··· Zu lesender Auszug ···

Ein riesiger Schritt für internationale Gerichtsbarkeit
Die Nürnberger Prozesse und die Londoner Charta waren von großer, visionärer Bedeutung, sagt Lauri Mälksoo, Professor für Völkerrecht an der Universität von Tartu in Estland.
"Es gibt nichts Wichtigeres auf diesem Feld", sagte Mälksoo der DW. "Der Einfluss darauf, wie internationale Verbrechen definiert werden, war riesig - so wurde der Begriff 'Verbrechen gegen die Menschlichkeit' praktisch erfunden."
Die Londoner Charta war das Ergebnis von sechs Wochen anstrengender, chaotischer Verhandlungen, die sich nach dem Sieg der Alliierten um einen quadratischen Tisch in London abspielten. Die quadratische Form war ein Muss, damit alle vier Alliierten Mächte eine gleichgroße Delegation schicken konnten, schreiben Ann und John Tusa in ihrem Buch über die Nürnberger Prozesse von 2010, "The Nuremberg Trial".
Die Briten waren die Gastgeber und standen den Verhandlungen vor, aber es bestand kein Zweifel daran, welche der vier Mächte das Ganze wirklich vorantrieb - die USA hatten die Idee gehabt, die führenden Nazis vor Gericht zu stellen.
Die europäischen Alliierten tendierten zu direkteren Bestrafungen. Der sowjetische Premierminister Joseph Stalin schlug während einer feuchtfröhlichen Verhandlungspause auf der Teheran Konferenz 1943 angeblich vor, die 50.000 obersten Nazis zusammenzutreiben und zu erschießen.
Für die USA, speziell für den idealistischen Richter Robert H. Jackson, war der Aufbau eines Gerichts für die grausamsten Verbrecher ihrer Zeit eine historische Gelegenheit. "Es wird höchste Zeit, dass wir nach dem rechtlichen Prinzip, wonach aggressive Kriegstreiberei illegal und kriminell ist, auch handeln", schrieb Jackson in einem Bericht an US-Präsident Harry Truman während seiner Vorbereitung für die Londoner Konferenz.
Zwei Rechtssysteme, ein Prozess
Aber die Wochen in London zogen ins Land und Jackson versank in einem rechtlichen Gerangel um die beste Prozessführung. Das größte Problem: in den USA und im Vereinten Königreich galt das sogenannte Common Law und in Russland und Frankreich, sowie im größten Teil Kontinentaleuropas wie zum Beispiel Deutschland, das Civil oder Continental Law.

··· Bereitgestellte Datensätze ···

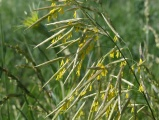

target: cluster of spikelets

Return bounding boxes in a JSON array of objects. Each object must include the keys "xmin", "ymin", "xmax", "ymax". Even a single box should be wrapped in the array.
[{"xmin": 25, "ymin": 0, "xmax": 158, "ymax": 120}]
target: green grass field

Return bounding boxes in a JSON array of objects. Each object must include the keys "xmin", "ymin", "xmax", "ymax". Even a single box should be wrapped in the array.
[{"xmin": 0, "ymin": 0, "xmax": 159, "ymax": 120}]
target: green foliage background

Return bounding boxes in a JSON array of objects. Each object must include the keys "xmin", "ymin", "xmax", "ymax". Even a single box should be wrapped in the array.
[{"xmin": 0, "ymin": 0, "xmax": 159, "ymax": 120}]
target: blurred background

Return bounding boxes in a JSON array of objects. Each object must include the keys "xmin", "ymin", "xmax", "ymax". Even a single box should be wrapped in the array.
[{"xmin": 0, "ymin": 0, "xmax": 159, "ymax": 120}]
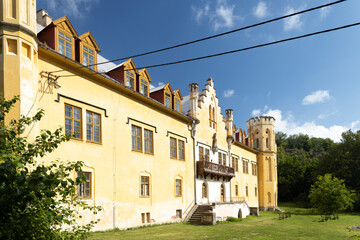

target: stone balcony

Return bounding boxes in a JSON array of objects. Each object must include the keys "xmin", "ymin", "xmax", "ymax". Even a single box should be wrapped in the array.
[{"xmin": 196, "ymin": 161, "xmax": 235, "ymax": 180}]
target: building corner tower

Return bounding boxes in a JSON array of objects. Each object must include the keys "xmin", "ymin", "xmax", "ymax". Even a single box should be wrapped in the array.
[
  {"xmin": 247, "ymin": 116, "xmax": 278, "ymax": 211},
  {"xmin": 0, "ymin": 0, "xmax": 38, "ymax": 121}
]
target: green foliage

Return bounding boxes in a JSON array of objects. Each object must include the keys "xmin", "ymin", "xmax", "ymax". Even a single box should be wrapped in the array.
[
  {"xmin": 318, "ymin": 130, "xmax": 360, "ymax": 193},
  {"xmin": 0, "ymin": 97, "xmax": 100, "ymax": 239},
  {"xmin": 309, "ymin": 174, "xmax": 354, "ymax": 214},
  {"xmin": 276, "ymin": 132, "xmax": 334, "ymax": 203}
]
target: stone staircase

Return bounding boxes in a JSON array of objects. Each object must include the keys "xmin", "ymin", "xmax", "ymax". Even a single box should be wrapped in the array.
[{"xmin": 187, "ymin": 205, "xmax": 213, "ymax": 224}]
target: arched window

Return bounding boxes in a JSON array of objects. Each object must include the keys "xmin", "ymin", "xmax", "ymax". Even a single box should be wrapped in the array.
[
  {"xmin": 220, "ymin": 184, "xmax": 225, "ymax": 202},
  {"xmin": 202, "ymin": 183, "xmax": 207, "ymax": 198}
]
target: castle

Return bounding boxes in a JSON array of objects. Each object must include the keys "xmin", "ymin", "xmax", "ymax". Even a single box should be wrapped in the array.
[{"xmin": 0, "ymin": 0, "xmax": 277, "ymax": 230}]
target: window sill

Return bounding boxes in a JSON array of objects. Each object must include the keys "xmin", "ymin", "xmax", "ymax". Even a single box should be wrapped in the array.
[
  {"xmin": 70, "ymin": 138, "xmax": 84, "ymax": 142},
  {"xmin": 140, "ymin": 195, "xmax": 151, "ymax": 198},
  {"xmin": 131, "ymin": 149, "xmax": 143, "ymax": 153},
  {"xmin": 86, "ymin": 140, "xmax": 102, "ymax": 145}
]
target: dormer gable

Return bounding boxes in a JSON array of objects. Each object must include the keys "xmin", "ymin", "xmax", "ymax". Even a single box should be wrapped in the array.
[
  {"xmin": 76, "ymin": 32, "xmax": 100, "ymax": 71},
  {"xmin": 38, "ymin": 16, "xmax": 79, "ymax": 60},
  {"xmin": 106, "ymin": 58, "xmax": 139, "ymax": 91},
  {"xmin": 137, "ymin": 68, "xmax": 152, "ymax": 97},
  {"xmin": 150, "ymin": 83, "xmax": 174, "ymax": 109},
  {"xmin": 173, "ymin": 89, "xmax": 183, "ymax": 112}
]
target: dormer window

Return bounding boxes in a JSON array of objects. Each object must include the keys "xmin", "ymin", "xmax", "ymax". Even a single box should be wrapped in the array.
[
  {"xmin": 58, "ymin": 31, "xmax": 72, "ymax": 58},
  {"xmin": 165, "ymin": 93, "xmax": 171, "ymax": 108},
  {"xmin": 175, "ymin": 98, "xmax": 180, "ymax": 112},
  {"xmin": 140, "ymin": 79, "xmax": 149, "ymax": 96},
  {"xmin": 83, "ymin": 46, "xmax": 95, "ymax": 70},
  {"xmin": 126, "ymin": 71, "xmax": 135, "ymax": 89}
]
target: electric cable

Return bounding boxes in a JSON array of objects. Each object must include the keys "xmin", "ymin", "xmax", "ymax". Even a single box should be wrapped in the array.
[
  {"xmin": 50, "ymin": 0, "xmax": 347, "ymax": 73},
  {"xmin": 58, "ymin": 22, "xmax": 360, "ymax": 77}
]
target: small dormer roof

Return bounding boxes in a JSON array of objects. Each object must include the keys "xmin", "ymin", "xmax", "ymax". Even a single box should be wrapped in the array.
[
  {"xmin": 139, "ymin": 68, "xmax": 152, "ymax": 82},
  {"xmin": 79, "ymin": 31, "xmax": 101, "ymax": 52},
  {"xmin": 49, "ymin": 16, "xmax": 79, "ymax": 38}
]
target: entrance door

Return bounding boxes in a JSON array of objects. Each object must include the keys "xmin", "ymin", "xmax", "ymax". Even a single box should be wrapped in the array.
[{"xmin": 220, "ymin": 184, "xmax": 225, "ymax": 202}]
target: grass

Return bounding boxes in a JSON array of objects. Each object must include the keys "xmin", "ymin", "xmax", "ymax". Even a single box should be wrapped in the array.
[{"xmin": 90, "ymin": 204, "xmax": 360, "ymax": 240}]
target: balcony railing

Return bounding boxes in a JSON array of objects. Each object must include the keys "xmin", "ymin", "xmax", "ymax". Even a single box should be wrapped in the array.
[
  {"xmin": 215, "ymin": 197, "xmax": 245, "ymax": 203},
  {"xmin": 196, "ymin": 161, "xmax": 235, "ymax": 178}
]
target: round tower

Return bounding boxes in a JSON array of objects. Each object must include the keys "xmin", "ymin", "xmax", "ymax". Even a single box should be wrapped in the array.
[
  {"xmin": 247, "ymin": 116, "xmax": 278, "ymax": 210},
  {"xmin": 0, "ymin": 0, "xmax": 38, "ymax": 122}
]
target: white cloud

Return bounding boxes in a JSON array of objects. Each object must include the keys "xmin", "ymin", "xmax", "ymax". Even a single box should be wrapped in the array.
[
  {"xmin": 320, "ymin": 7, "xmax": 331, "ymax": 19},
  {"xmin": 284, "ymin": 7, "xmax": 303, "ymax": 31},
  {"xmin": 224, "ymin": 89, "xmax": 235, "ymax": 98},
  {"xmin": 251, "ymin": 109, "xmax": 261, "ymax": 117},
  {"xmin": 254, "ymin": 2, "xmax": 269, "ymax": 18},
  {"xmin": 46, "ymin": 0, "xmax": 99, "ymax": 18},
  {"xmin": 255, "ymin": 109, "xmax": 360, "ymax": 142},
  {"xmin": 302, "ymin": 90, "xmax": 330, "ymax": 105},
  {"xmin": 191, "ymin": 0, "xmax": 241, "ymax": 31}
]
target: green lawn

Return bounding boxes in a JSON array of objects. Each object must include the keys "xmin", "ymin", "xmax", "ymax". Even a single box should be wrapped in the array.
[{"xmin": 90, "ymin": 205, "xmax": 360, "ymax": 240}]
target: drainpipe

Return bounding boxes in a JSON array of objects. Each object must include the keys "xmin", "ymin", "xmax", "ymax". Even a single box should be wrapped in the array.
[{"xmin": 191, "ymin": 120, "xmax": 197, "ymax": 204}]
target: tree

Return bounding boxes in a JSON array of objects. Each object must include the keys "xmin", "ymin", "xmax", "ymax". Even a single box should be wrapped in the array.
[
  {"xmin": 309, "ymin": 174, "xmax": 354, "ymax": 214},
  {"xmin": 0, "ymin": 97, "xmax": 100, "ymax": 239}
]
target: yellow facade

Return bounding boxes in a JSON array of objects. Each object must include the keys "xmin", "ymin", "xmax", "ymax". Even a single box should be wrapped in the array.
[{"xmin": 0, "ymin": 0, "xmax": 277, "ymax": 230}]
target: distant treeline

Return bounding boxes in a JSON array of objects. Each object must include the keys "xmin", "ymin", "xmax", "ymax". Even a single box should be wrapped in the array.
[{"xmin": 276, "ymin": 130, "xmax": 360, "ymax": 210}]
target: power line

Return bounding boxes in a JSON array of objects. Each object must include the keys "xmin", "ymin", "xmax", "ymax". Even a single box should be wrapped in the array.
[
  {"xmin": 50, "ymin": 0, "xmax": 347, "ymax": 73},
  {"xmin": 58, "ymin": 22, "xmax": 360, "ymax": 77}
]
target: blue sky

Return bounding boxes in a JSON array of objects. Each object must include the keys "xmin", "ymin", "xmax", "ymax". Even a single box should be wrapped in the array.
[{"xmin": 37, "ymin": 0, "xmax": 360, "ymax": 141}]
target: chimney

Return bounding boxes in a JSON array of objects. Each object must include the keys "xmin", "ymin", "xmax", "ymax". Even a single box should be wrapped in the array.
[
  {"xmin": 189, "ymin": 83, "xmax": 199, "ymax": 118},
  {"xmin": 36, "ymin": 9, "xmax": 52, "ymax": 27},
  {"xmin": 225, "ymin": 109, "xmax": 234, "ymax": 136},
  {"xmin": 225, "ymin": 109, "xmax": 234, "ymax": 147}
]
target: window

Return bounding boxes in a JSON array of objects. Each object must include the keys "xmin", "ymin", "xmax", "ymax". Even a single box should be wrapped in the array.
[
  {"xmin": 141, "ymin": 213, "xmax": 150, "ymax": 223},
  {"xmin": 205, "ymin": 148, "xmax": 210, "ymax": 162},
  {"xmin": 266, "ymin": 158, "xmax": 272, "ymax": 181},
  {"xmin": 209, "ymin": 105, "xmax": 216, "ymax": 129},
  {"xmin": 170, "ymin": 137, "xmax": 177, "ymax": 158},
  {"xmin": 144, "ymin": 129, "xmax": 154, "ymax": 153},
  {"xmin": 65, "ymin": 104, "xmax": 82, "ymax": 139},
  {"xmin": 176, "ymin": 209, "xmax": 182, "ymax": 218},
  {"xmin": 141, "ymin": 213, "xmax": 145, "ymax": 223},
  {"xmin": 178, "ymin": 140, "xmax": 185, "ymax": 160},
  {"xmin": 140, "ymin": 79, "xmax": 149, "ymax": 96},
  {"xmin": 199, "ymin": 147, "xmax": 205, "ymax": 161},
  {"xmin": 125, "ymin": 71, "xmax": 135, "ymax": 89},
  {"xmin": 86, "ymin": 111, "xmax": 101, "ymax": 143},
  {"xmin": 78, "ymin": 172, "xmax": 91, "ymax": 198},
  {"xmin": 165, "ymin": 93, "xmax": 171, "ymax": 108},
  {"xmin": 243, "ymin": 160, "xmax": 249, "ymax": 173},
  {"xmin": 83, "ymin": 46, "xmax": 95, "ymax": 70},
  {"xmin": 140, "ymin": 176, "xmax": 150, "ymax": 197},
  {"xmin": 231, "ymin": 156, "xmax": 239, "ymax": 172},
  {"xmin": 58, "ymin": 31, "xmax": 72, "ymax": 58},
  {"xmin": 201, "ymin": 183, "xmax": 207, "ymax": 198},
  {"xmin": 175, "ymin": 179, "xmax": 182, "ymax": 197},
  {"xmin": 251, "ymin": 163, "xmax": 257, "ymax": 176},
  {"xmin": 131, "ymin": 125, "xmax": 142, "ymax": 152},
  {"xmin": 175, "ymin": 98, "xmax": 181, "ymax": 112}
]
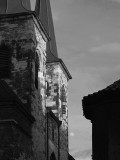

···

> _Gestellte Aufgabe A_
Duplizieren Sie aus dem Auszug über die Nürnberger Prozesse alles von „Für die USA, speziell“ bis hinunter zu „die Londoner Konferenz.“, ohne ein Zeichen zu verändern.
> _Gestellte Aufgabe B_
Sammeln Sie sämtliche Zeilen der Datensätze, in denen die Zeichenfolge „stone“ vorkommt, wobei Groß- und Kleinschreibung zu beachten ist.
Der Auszug und die Datensätze stammen aus voneinander unabhängigen Quellen.

> _Vollständige Antwort A_
Für die USA, speziell für den idealistischen Richter Robert H. Jackson, war der Aufbau eines Gerichts für die grausamsten Verbrecher ihrer Zeit eine historische Gelegenheit. "Es wird höchste Zeit, dass wir nach dem rechtlichen Prinzip, wonach aggressive Kriegstreiberei illegal und kriminell ist, auch handeln", schrieb Jackson in einem Bericht an US-Präsident Harry Truman während seiner Vorbereitung für die Londoner Konferenz.

> _Vollständige Antwort B_
target: stone balcony
target: stone staircase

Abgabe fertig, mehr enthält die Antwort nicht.